### [Prompt A]
Reproduce word for word the part of the article on FC Pipinsried starting with "- 2025–26: Bayernliga" and going on through "of Pipinsried, Bavaria.".
### [Prompt B]
List every distinct year mentioned in the History section of the article on FC Pipinsried.

### [Given passage]
"""
Pipinsried
- Full name: Fußballclub Pipinsried e. V.
- Founded: 1967
- Ground: Stadion an der Reichertshausener Straße
- Capacity: 2,500
- Chairman: Benny Rauch
- Manager: Josef Steinberger
- League: Bayernliga Süd (V)
- 2025–26: Bayernliga Süd, 6th of 17
| Home colours | Away colours |

= FC Pipinsried =

German association football club

Football Club Pipinsried is a German association football club from the town of Pipinsried, Bavaria.

==History==
FC Pipinsried was formed in 1967 and, for most of its early history, the club was an amateur side in local Bavarian football. While based in Upper Bavaria the club opted to enter the leagues of neighboring Bavarian Swabia and started competitive football in the C-Klasse, the lowest tier of Bavarian football at the time, earning promotion to the B-Klasse in 1975. In 1978 it climbed another level, now to the A-Klasse, where it immediately won another championship and earned another promotion, now to the Bezirksliga in 1979. It first rose above the leagues of Swabia in 1989 when it finished runners-up of the Bezirksoberliga Schwaben in the league's inaugural season. Pipinsried entered the Landesliga Bayern-Süd for four seasons from 1989 to 1993 but never finished higher than eleventh in that time and, at the end of it, was relegated back to the Bezirksoberliga.
"""
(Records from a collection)
"""
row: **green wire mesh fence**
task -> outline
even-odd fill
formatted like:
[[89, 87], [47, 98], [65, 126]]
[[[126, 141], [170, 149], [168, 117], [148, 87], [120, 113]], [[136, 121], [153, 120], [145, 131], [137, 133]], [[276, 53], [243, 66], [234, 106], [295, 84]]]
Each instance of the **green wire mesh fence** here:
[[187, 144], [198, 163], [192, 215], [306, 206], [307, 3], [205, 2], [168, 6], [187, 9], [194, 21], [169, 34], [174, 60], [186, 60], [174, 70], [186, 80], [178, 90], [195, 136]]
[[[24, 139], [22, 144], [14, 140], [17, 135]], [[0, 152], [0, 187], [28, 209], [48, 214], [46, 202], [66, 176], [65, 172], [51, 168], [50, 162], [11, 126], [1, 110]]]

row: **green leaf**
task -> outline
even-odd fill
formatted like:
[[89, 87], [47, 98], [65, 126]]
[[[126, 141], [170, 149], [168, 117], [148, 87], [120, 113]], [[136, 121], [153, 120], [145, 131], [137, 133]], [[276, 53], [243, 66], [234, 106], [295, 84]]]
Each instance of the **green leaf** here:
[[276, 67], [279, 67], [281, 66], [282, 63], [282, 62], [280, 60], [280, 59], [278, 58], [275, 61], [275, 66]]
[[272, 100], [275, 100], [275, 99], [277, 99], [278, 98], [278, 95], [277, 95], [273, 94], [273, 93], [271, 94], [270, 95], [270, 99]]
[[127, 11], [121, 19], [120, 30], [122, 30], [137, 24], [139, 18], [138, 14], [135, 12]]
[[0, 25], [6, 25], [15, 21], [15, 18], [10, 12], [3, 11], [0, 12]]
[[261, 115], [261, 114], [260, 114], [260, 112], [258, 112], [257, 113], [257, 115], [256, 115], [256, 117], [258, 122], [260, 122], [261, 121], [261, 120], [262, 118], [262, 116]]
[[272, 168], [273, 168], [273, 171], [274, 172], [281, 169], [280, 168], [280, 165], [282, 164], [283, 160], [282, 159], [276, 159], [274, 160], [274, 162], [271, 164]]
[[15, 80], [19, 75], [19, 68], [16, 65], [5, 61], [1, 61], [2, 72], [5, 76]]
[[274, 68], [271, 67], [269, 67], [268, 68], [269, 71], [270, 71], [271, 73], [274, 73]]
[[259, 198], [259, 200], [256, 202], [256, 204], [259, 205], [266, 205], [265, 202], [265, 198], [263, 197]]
"""
### [Task solution A]
- 2025–26: Bayernliga Süd, 6th of 17
| Home colours | Away colours |

= FC Pipinsried =

German association football club

Football Club Pipinsried is a German association football club from the town of Pipinsried, Bavaria.

### [Task solution B]
1967, 1975, 1978, 1979, 1989, 1993